Top of DATA RECORDS
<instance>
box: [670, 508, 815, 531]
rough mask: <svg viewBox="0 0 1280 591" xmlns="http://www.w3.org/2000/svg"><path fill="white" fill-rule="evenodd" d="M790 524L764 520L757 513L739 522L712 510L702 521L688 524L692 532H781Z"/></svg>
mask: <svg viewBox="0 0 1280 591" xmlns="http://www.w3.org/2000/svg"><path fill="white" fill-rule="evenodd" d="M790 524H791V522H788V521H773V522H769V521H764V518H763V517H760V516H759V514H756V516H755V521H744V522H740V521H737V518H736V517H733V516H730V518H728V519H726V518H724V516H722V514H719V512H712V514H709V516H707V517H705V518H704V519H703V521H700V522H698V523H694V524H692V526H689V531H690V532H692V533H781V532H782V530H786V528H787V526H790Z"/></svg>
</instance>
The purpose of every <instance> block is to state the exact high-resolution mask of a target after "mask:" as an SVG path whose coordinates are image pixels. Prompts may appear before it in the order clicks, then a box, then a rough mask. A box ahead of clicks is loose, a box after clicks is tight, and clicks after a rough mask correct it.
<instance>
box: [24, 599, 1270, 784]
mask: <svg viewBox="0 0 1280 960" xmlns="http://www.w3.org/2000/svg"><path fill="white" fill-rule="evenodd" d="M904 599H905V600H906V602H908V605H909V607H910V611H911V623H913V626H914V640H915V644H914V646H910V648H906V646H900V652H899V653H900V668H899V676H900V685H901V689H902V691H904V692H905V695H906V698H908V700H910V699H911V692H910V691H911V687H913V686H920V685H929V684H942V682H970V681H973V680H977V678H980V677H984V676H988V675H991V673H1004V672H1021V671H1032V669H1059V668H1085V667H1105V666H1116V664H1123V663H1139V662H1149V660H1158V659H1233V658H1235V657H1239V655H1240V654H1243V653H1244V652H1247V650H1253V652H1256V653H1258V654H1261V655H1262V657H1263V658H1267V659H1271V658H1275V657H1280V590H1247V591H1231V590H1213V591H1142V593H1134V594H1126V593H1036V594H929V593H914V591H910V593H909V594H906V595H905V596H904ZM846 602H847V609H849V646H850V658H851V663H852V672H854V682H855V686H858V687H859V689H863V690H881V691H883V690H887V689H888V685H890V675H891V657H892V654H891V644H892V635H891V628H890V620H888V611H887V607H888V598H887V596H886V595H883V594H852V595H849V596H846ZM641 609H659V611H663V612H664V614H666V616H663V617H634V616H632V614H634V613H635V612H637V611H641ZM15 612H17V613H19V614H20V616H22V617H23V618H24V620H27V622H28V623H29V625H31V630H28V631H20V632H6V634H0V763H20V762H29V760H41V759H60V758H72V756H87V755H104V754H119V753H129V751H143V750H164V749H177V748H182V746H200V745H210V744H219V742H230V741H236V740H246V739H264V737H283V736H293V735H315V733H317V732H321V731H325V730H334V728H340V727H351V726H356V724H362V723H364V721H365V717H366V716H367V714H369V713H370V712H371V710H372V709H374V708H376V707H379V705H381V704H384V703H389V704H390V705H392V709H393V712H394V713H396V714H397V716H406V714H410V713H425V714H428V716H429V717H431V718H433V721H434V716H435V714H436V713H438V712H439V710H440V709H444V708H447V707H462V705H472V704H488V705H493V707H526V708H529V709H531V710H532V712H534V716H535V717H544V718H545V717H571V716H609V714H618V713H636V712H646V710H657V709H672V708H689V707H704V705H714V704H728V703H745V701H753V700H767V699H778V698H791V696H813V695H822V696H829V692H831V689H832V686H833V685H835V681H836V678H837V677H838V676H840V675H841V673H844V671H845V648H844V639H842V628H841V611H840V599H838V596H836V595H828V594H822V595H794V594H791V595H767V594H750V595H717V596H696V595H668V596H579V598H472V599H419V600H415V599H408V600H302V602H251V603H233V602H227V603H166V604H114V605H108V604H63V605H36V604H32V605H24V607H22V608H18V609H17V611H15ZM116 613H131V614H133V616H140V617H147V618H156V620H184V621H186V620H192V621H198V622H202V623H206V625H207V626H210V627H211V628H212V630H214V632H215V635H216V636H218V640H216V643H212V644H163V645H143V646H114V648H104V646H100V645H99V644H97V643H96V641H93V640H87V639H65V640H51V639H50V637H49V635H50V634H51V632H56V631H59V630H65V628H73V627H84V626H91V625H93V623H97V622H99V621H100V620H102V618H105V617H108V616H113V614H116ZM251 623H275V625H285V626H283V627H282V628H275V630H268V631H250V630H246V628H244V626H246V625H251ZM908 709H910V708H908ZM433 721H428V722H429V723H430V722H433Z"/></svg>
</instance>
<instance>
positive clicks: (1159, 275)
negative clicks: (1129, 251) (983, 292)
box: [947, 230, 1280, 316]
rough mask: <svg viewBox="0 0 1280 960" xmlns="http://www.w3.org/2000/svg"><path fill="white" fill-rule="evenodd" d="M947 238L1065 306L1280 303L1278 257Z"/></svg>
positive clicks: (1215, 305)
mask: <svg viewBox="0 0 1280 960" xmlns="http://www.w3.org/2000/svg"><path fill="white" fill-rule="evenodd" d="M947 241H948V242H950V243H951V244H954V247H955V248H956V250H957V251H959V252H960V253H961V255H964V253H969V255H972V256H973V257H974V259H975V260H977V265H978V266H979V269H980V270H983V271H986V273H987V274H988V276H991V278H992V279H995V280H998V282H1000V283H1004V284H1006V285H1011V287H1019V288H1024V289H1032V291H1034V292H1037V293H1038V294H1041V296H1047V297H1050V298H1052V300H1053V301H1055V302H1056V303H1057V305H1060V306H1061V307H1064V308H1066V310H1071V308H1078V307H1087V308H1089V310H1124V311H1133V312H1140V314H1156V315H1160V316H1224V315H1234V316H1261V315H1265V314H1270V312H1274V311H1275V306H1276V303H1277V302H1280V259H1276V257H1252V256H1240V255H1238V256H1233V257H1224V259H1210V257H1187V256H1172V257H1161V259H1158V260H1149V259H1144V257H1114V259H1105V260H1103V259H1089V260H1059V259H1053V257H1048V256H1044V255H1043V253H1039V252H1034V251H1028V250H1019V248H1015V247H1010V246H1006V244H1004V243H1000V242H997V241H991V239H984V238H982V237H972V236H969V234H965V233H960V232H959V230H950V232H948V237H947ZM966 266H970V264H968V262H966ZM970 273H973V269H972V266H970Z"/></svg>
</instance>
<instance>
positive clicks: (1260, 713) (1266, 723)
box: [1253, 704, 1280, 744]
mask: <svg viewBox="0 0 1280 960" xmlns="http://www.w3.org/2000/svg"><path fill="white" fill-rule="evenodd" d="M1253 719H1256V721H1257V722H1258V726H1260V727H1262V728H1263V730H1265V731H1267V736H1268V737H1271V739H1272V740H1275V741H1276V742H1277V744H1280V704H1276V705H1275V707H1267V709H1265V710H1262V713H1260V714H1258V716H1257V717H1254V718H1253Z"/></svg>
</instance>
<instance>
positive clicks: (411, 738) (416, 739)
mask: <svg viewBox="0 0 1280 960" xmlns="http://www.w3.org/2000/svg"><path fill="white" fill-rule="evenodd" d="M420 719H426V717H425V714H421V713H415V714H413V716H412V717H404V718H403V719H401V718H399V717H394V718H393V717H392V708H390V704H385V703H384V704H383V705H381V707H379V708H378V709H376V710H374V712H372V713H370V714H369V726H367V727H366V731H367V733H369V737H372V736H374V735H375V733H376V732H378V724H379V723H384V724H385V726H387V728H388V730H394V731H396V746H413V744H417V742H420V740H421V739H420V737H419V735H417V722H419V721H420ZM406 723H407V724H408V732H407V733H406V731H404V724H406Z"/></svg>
Bottom of DATA RECORDS
WHAT YOU ARE ASKED TO DO: Reproduce each entry precisely, so that nothing differs from the original.

ANSWER TO THIS PROBLEM:
<instance>
box: [670, 508, 815, 531]
rough mask: <svg viewBox="0 0 1280 591" xmlns="http://www.w3.org/2000/svg"><path fill="white" fill-rule="evenodd" d="M790 524L764 520L757 513L739 522L712 510L702 521L688 524L692 532H781Z"/></svg>
mask: <svg viewBox="0 0 1280 591" xmlns="http://www.w3.org/2000/svg"><path fill="white" fill-rule="evenodd" d="M790 524H791V522H788V521H773V522H769V521H764V518H763V517H760V516H759V514H756V516H755V521H744V522H740V521H737V518H736V517H733V516H730V518H728V519H726V518H724V516H722V514H719V512H712V514H709V516H707V517H705V518H704V519H703V521H700V522H698V523H694V524H692V526H689V531H690V532H692V533H781V532H782V530H786V528H787V526H790Z"/></svg>
</instance>
The purpose of every <instance> block is to state the exact high-resolution mask of a target after "mask:" as an SVG path whose coordinates are image pixels. Prompts may appear before it in the order clicks, then a box, then a rough mask. A box ahead of clicks is loose, a box after clicks is tight, and clicks after a rough mask correct it.
<instance>
box: [24, 599, 1270, 784]
mask: <svg viewBox="0 0 1280 960" xmlns="http://www.w3.org/2000/svg"><path fill="white" fill-rule="evenodd" d="M904 599H905V600H906V602H908V605H909V607H910V611H911V623H913V626H914V640H915V644H914V646H910V648H906V646H900V652H899V653H900V668H899V676H900V685H901V689H902V691H904V692H905V695H906V698H908V700H910V699H911V692H910V691H911V687H913V686H920V685H929V684H942V682H970V681H973V680H977V678H980V677H984V676H988V675H991V673H1004V672H1021V671H1032V669H1059V668H1085V667H1105V666H1116V664H1123V663H1139V662H1149V660H1158V659H1233V658H1235V657H1239V655H1240V654H1243V653H1244V652H1247V650H1253V652H1256V653H1258V654H1261V655H1262V657H1263V658H1267V659H1271V658H1275V657H1280V590H1247V591H1231V590H1213V591H1142V593H1134V594H1126V593H1036V594H929V593H914V591H910V593H909V594H906V595H905V596H904ZM846 602H847V609H849V646H850V658H851V663H852V672H854V682H855V686H858V687H859V689H863V690H881V691H883V690H887V689H888V685H890V675H891V657H892V654H891V644H892V635H891V628H890V620H888V611H887V607H888V598H887V596H886V595H883V594H852V595H849V596H846ZM641 609H659V611H663V612H664V614H666V616H663V617H634V616H632V614H634V613H635V612H637V611H641ZM15 612H17V613H19V614H20V616H22V617H23V618H24V620H27V622H28V623H29V625H31V630H28V631H20V632H6V634H0V763H20V762H29V760H41V759H60V758H72V756H87V755H104V754H119V753H129V751H143V750H164V749H177V748H182V746H200V745H210V744H219V742H230V741H236V740H246V739H264V737H283V736H293V735H315V733H317V732H321V731H325V730H334V728H340V727H351V726H356V724H362V723H364V721H365V717H366V716H367V714H369V713H370V712H371V710H372V709H374V708H376V707H379V705H381V704H384V703H389V704H390V705H392V709H393V712H394V713H396V714H397V716H406V714H410V713H425V714H428V716H429V717H431V718H433V721H434V716H435V714H436V713H438V712H439V710H440V709H444V708H447V707H462V705H472V704H488V705H493V707H526V708H529V709H531V710H532V712H534V716H535V717H544V718H545V717H571V716H609V714H618V713H636V712H646V710H657V709H672V708H689V707H704V705H714V704H728V703H745V701H753V700H767V699H778V698H791V696H813V695H822V696H829V692H831V689H832V686H833V685H835V681H836V678H837V677H838V676H840V675H841V673H844V671H845V648H844V639H842V628H841V611H840V599H838V596H836V595H828V594H822V595H794V594H791V595H767V594H750V595H717V596H696V595H668V596H579V598H472V599H419V600H415V599H408V600H302V602H251V603H233V602H227V603H166V604H114V605H108V604H63V605H36V604H32V605H24V607H22V608H18V609H17V611H15ZM116 613H131V614H133V616H140V617H147V618H156V620H184V621H186V620H192V621H198V622H202V623H206V625H207V626H210V627H211V628H212V630H214V632H215V635H216V636H218V640H216V643H212V644H163V645H143V646H114V648H104V646H100V645H99V644H97V643H96V641H93V640H87V639H65V640H51V639H50V637H49V635H50V634H51V632H56V631H59V630H65V628H73V627H84V626H91V625H93V623H97V622H99V621H100V620H102V618H105V617H108V616H113V614H116ZM251 623H275V625H285V626H283V627H282V628H275V630H268V631H250V630H246V628H244V626H246V625H251ZM908 709H910V708H908ZM433 721H428V722H429V723H430V722H433Z"/></svg>
</instance>
<instance>
positive clicks: (1159, 275)
negative clicks: (1129, 251) (983, 292)
box: [947, 230, 1280, 316]
rough mask: <svg viewBox="0 0 1280 960" xmlns="http://www.w3.org/2000/svg"><path fill="white" fill-rule="evenodd" d="M947 238L1065 306L1280 303L1278 257Z"/></svg>
positive clicks: (1215, 305)
mask: <svg viewBox="0 0 1280 960" xmlns="http://www.w3.org/2000/svg"><path fill="white" fill-rule="evenodd" d="M947 241H948V242H950V243H951V244H954V247H955V248H956V250H957V251H959V252H960V253H961V255H964V253H969V255H972V256H973V257H974V259H975V260H977V265H978V266H979V269H980V270H983V271H986V273H987V274H988V276H991V278H992V279H995V280H998V282H1000V283H1004V284H1006V285H1011V287H1019V288H1024V289H1032V291H1034V292H1037V293H1038V294H1041V296H1047V297H1050V298H1052V300H1053V301H1055V302H1056V303H1057V305H1060V306H1061V307H1064V308H1066V310H1071V308H1078V307H1087V308H1089V310H1124V311H1133V312H1140V314H1156V315H1160V316H1224V315H1234V316H1261V315H1265V314H1270V312H1274V311H1275V306H1276V303H1277V302H1280V259H1276V257H1252V256H1240V255H1238V256H1233V257H1224V259H1210V257H1187V256H1172V257H1161V259H1158V260H1149V259H1144V257H1114V259H1105V260H1103V259H1089V260H1059V259H1053V257H1048V256H1044V255H1043V253H1039V252H1034V251H1028V250H1019V248H1015V247H1010V246H1006V244H1004V243H1000V242H997V241H991V239H984V238H982V237H972V236H969V234H965V233H960V232H959V230H950V232H948V237H947ZM966 266H970V264H968V262H966ZM970 273H973V269H972V266H970Z"/></svg>
</instance>
<instance>
positive clicks: (1260, 713) (1266, 723)
box: [1253, 704, 1280, 744]
mask: <svg viewBox="0 0 1280 960" xmlns="http://www.w3.org/2000/svg"><path fill="white" fill-rule="evenodd" d="M1253 719H1256V721H1257V722H1258V726H1260V727H1262V728H1263V730H1265V731H1267V736H1268V737H1271V739H1272V740H1275V741H1276V742H1277V744H1280V704H1276V705H1275V707H1267V709H1265V710H1262V713H1260V714H1258V716H1257V717H1254V718H1253Z"/></svg>
</instance>
<instance>
positive clicks: (411, 738) (416, 739)
mask: <svg viewBox="0 0 1280 960" xmlns="http://www.w3.org/2000/svg"><path fill="white" fill-rule="evenodd" d="M420 719H426V717H425V714H421V713H415V714H413V716H412V717H404V718H403V719H401V718H399V717H394V718H393V717H392V708H390V704H385V703H384V704H383V705H381V707H379V708H378V709H376V710H374V712H372V713H370V714H369V726H367V727H366V731H367V733H369V737H372V736H374V735H375V733H376V732H378V724H379V723H384V724H385V726H387V728H388V730H394V731H396V746H413V744H417V742H420V740H421V739H420V737H419V735H417V722H419V721H420ZM406 723H407V724H408V732H407V733H406V731H404V724H406Z"/></svg>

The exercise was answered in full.